WHAT THE TASK ASKS:
From the entries, copy out every line in which the word "evergreen" is found.

Natural language region descriptions
—————

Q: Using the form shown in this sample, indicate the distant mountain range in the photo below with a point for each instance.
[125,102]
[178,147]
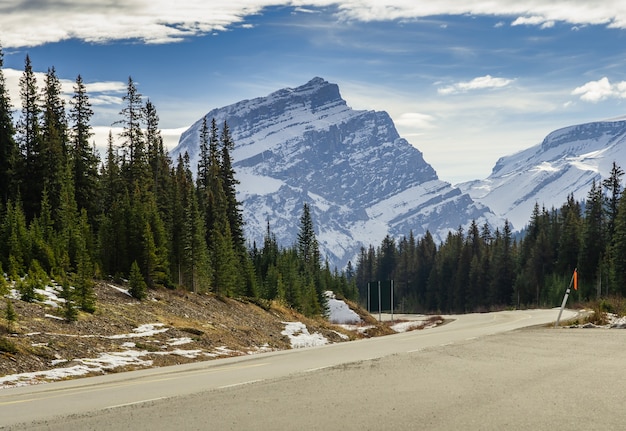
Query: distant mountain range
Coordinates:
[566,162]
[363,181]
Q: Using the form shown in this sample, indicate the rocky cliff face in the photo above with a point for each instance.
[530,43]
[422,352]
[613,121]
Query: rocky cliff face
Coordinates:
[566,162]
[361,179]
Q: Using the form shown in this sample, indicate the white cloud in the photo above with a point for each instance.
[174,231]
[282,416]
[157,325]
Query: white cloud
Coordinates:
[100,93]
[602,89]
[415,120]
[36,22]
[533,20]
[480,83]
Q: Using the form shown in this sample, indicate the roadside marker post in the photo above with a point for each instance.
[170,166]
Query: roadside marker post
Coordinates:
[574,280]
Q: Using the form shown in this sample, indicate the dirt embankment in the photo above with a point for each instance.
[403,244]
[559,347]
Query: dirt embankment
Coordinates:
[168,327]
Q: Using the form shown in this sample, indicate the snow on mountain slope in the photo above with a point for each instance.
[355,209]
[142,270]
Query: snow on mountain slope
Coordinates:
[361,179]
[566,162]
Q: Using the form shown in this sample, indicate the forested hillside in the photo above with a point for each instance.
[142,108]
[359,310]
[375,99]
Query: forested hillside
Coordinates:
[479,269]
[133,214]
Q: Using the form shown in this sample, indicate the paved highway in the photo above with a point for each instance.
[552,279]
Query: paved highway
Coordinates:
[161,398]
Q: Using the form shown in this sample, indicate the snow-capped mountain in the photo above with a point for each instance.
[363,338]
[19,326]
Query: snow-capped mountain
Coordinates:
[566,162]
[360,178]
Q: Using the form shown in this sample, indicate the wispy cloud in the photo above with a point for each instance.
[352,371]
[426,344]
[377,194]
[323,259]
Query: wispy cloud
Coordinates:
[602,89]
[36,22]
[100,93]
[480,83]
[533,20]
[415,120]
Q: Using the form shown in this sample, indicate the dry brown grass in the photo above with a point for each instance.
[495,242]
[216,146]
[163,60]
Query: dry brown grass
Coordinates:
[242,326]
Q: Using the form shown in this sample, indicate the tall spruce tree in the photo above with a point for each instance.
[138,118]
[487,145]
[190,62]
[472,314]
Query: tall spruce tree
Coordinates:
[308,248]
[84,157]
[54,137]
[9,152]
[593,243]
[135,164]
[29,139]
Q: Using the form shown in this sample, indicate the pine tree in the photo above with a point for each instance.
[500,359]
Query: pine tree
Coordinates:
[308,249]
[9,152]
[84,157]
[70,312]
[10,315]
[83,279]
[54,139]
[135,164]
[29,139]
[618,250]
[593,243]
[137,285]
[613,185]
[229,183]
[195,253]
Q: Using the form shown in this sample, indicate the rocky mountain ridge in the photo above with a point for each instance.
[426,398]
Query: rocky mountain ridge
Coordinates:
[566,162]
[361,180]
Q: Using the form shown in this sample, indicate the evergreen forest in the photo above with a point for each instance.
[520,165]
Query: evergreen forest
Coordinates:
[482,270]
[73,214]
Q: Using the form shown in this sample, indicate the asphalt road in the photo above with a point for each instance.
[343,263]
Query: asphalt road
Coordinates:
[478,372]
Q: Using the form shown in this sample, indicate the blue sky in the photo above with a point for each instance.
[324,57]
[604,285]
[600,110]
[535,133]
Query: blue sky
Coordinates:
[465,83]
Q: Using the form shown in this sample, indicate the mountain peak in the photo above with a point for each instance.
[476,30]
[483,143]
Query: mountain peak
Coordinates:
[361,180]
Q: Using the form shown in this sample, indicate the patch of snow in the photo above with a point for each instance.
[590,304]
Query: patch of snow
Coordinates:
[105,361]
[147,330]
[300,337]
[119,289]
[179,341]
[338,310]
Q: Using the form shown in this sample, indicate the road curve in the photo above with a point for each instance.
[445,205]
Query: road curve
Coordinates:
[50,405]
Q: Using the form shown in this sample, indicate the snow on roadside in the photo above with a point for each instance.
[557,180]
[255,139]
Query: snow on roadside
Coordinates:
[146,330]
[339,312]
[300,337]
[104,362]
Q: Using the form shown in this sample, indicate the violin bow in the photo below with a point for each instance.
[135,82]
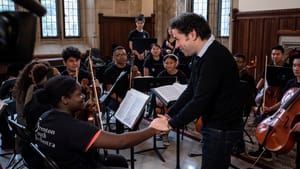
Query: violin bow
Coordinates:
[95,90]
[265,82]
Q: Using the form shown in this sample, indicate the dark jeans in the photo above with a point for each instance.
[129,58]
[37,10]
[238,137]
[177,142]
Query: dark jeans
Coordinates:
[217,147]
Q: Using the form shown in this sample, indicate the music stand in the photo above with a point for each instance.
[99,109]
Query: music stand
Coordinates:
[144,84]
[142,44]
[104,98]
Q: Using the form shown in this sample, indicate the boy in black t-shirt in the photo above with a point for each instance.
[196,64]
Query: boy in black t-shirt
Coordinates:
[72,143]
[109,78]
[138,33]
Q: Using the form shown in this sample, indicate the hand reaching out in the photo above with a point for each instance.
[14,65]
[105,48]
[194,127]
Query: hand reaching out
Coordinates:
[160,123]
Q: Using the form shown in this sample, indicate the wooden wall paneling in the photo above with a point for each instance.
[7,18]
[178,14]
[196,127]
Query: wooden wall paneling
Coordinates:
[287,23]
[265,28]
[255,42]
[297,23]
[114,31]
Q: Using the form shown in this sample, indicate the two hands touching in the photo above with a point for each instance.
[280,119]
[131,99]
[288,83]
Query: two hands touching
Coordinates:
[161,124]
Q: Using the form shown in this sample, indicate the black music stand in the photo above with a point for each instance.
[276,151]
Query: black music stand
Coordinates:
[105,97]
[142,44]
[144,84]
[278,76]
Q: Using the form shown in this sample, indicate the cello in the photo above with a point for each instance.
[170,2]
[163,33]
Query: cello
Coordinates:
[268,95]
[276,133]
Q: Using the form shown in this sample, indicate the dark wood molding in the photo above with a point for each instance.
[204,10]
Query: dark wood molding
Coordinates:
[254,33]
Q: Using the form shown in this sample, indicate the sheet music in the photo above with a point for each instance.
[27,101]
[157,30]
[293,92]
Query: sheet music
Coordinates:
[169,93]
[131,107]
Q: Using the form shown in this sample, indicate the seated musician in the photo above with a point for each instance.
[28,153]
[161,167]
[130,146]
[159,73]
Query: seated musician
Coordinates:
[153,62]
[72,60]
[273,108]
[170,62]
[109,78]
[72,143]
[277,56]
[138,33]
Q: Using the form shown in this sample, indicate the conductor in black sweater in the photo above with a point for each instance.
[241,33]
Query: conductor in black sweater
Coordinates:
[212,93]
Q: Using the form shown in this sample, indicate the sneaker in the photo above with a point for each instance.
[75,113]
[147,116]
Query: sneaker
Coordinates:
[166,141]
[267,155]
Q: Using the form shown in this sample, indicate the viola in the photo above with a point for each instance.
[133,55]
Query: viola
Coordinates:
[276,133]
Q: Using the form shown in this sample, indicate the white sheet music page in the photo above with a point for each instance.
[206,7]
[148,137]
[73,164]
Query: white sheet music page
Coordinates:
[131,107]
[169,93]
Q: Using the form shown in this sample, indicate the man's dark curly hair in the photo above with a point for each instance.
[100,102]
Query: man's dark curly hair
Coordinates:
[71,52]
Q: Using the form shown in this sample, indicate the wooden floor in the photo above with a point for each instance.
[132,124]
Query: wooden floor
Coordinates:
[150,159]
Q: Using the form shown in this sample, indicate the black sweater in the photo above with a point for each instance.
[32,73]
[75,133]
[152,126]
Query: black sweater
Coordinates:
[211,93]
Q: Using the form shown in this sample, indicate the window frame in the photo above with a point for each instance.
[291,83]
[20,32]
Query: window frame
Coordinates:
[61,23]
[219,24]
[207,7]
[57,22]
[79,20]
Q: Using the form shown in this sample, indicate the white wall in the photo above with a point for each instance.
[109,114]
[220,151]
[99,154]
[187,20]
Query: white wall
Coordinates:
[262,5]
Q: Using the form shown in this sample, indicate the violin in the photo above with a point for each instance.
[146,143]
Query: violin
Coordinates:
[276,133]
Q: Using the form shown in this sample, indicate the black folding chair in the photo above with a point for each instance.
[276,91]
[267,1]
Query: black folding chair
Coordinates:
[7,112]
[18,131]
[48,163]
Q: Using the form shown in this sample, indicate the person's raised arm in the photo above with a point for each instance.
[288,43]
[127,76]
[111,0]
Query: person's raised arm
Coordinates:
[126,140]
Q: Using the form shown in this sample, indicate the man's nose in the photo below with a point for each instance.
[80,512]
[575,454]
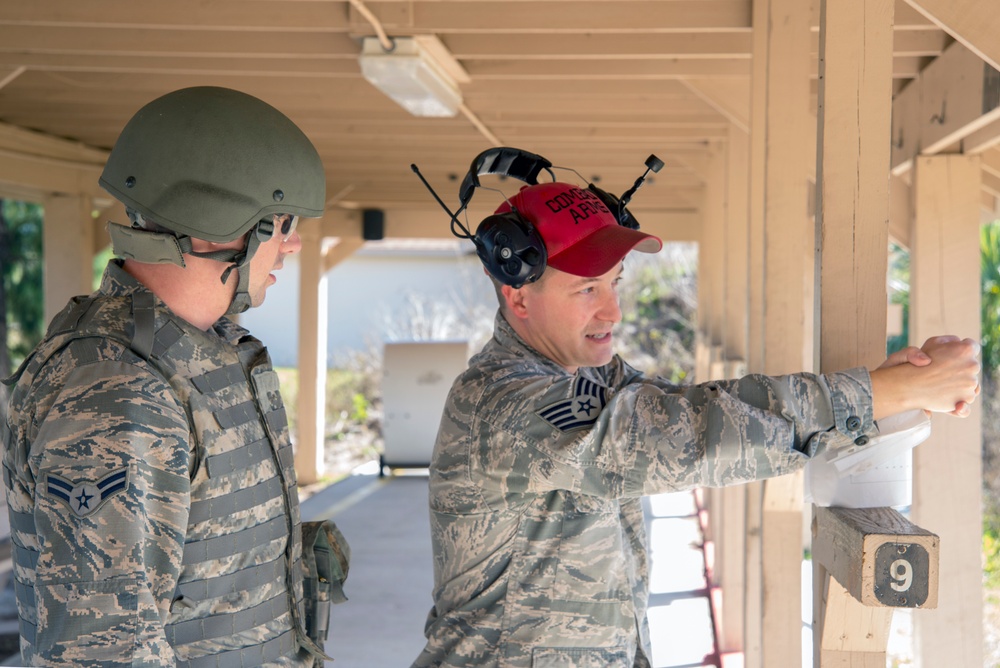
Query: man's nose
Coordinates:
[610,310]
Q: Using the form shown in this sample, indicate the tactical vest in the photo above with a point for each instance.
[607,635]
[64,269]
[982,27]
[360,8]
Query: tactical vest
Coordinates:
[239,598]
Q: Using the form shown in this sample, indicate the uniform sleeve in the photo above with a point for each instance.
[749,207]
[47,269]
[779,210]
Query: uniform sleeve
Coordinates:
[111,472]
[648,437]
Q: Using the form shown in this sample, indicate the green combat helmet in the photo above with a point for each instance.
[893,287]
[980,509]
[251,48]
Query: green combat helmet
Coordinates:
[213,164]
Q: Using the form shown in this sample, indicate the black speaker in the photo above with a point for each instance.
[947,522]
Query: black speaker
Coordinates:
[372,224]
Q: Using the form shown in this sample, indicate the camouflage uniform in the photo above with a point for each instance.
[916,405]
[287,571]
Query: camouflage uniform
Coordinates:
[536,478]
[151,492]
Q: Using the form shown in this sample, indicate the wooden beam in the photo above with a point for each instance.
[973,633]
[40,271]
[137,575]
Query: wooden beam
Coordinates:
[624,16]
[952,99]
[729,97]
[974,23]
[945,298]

—————

SOLVED PROBLEM:
Q: Using the form shown in this sample, indicate the evergreen forest in the photo above with a point for each instance.
Query: evergreen forest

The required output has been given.